__Record excerpts__.
________________

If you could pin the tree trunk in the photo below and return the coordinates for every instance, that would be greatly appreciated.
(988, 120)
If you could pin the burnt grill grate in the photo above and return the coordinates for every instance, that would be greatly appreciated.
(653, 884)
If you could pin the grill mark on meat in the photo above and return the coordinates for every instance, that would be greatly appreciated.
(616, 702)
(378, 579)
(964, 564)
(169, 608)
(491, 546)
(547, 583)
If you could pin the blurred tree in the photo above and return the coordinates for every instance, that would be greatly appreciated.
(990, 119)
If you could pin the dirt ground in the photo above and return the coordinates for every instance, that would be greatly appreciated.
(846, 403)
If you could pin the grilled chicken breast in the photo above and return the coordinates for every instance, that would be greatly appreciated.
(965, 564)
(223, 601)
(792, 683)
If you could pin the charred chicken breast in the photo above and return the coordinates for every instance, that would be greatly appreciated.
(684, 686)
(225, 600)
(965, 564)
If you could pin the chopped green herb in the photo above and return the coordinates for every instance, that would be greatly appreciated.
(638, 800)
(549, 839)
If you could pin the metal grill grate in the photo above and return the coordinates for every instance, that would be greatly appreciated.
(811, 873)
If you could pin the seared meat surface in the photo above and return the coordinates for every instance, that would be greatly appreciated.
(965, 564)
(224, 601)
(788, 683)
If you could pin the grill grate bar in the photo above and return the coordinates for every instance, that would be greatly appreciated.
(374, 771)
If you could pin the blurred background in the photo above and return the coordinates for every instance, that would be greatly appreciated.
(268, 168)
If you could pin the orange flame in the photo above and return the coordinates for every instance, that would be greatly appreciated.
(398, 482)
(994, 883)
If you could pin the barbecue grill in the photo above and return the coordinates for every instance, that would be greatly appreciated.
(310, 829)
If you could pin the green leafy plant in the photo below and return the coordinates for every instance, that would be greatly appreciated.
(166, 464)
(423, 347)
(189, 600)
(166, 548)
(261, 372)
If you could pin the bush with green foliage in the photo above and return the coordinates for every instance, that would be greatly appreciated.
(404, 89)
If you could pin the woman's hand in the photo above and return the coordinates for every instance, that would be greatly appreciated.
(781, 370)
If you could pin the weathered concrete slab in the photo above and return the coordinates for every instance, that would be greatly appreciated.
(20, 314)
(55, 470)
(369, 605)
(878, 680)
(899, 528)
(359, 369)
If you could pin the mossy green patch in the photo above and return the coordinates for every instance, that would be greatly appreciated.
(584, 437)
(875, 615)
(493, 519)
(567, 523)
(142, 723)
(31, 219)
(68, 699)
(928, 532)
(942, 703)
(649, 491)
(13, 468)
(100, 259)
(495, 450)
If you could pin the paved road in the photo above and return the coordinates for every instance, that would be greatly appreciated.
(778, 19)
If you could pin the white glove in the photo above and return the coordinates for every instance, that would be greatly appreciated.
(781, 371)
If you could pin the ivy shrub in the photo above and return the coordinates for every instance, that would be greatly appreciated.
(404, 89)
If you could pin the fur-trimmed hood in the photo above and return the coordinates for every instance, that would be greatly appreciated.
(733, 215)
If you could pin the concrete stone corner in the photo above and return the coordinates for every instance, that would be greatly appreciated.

________________

__Work instructions__.
The answer should reproduce each entry above in full.

__Task answer__.
If you could pin the tree trunk in the photo below and return the coordinates for every instance, that would be greatly appreciated.
(988, 120)
If you could pin the burnt grill grate in the photo above and return the coordinates for every instance, that would be greatly appreciated.
(653, 884)
If you could pin the grill mark on meat in the photo above and return the coordinates for every instance, that would be greatly appreciated.
(616, 702)
(378, 579)
(964, 564)
(169, 608)
(491, 546)
(547, 583)
If you could pin the blurred tree in the photo above and return the coordinates for every instance, that would be greatly appreciated.
(990, 119)
If you could pin the dirt ground in the photo above and return the coordinates for every instance, that would be greatly appreciated.
(846, 403)
If you could pin the grilled chicken breast in the photo above and return the coordinates for every instance, that would be greatly appreciated.
(965, 564)
(223, 601)
(792, 683)
If you could pin the charred chicken breast in the photo above and return the coordinates for every instance, that would be greatly appreciated.
(684, 686)
(225, 600)
(965, 564)
If you could pin the chopped green herb in the photo above and return the coordinates for every instance, that would be greatly appreciated.
(638, 800)
(549, 839)
If you could pin the metal grill grate in the photo above and return the coordinates for every instance, that would be greatly appreciated.
(811, 873)
If you could pin the seared meat surface in the photo above and return the coordinates for every instance, that would be greatly appreciated.
(965, 564)
(224, 601)
(788, 683)
If you could pin the grill grate bar in the photo above and return the coordinates for every instance, that would be greatly appreciated.
(374, 771)
If you could pin the blurred background in the photo above and return the coordinates for every instance, that would be greatly appreciated.
(268, 168)
If you could pin the orange flame in the photo above and return the coordinates for every instance, that would be greatly appreciated.
(398, 482)
(994, 883)
If you could pin the barbecue grill in the photo above and return the coordinates for every instance, that would be greatly appreciated.
(310, 829)
If you could pin the green leafy plant in the photo below and return the coordinates for every instance, that would be greatly appreciated.
(166, 464)
(423, 347)
(189, 600)
(166, 548)
(261, 372)
If you could pin the bush with green foliage in the photo above and return the coordinates for every instance, that would be greatly appreciated.
(404, 89)
If you could pin the woman's hand in the photo above and return the coordinates for every instance, that would be greatly appreciated.
(781, 370)
If you could pin the weathered concrete slab in the photo above and return the coordinates for every instance, that would be greatly appreciated.
(20, 314)
(55, 470)
(369, 605)
(878, 680)
(899, 528)
(359, 369)
If you could pin the mossy green patch in the photo above and return the coordinates for every instance, that would be greatly appreciated.
(584, 437)
(875, 615)
(493, 519)
(567, 523)
(142, 723)
(31, 219)
(68, 699)
(928, 532)
(942, 703)
(649, 491)
(13, 468)
(100, 259)
(495, 450)
If you could pin the paved road in the photo above and return the coordinates for every instance, that would be greatly appreciated.
(778, 19)
If you could pin the white glove in the photo above and return the coordinates for every instance, that would be greatly appreciated.
(781, 371)
If you could pin the ivy shrub in the photo above and return the coordinates for every instance, that would be greatly appreciated.
(404, 89)
If you could pin the fur-trimmed hood in the photo above and return the coordinates for every instance, that would be greatly appreciated.
(733, 215)
If you could pin the concrete stone corner in the photo above and return the coordinates for every instance, that would be greatly appreciated.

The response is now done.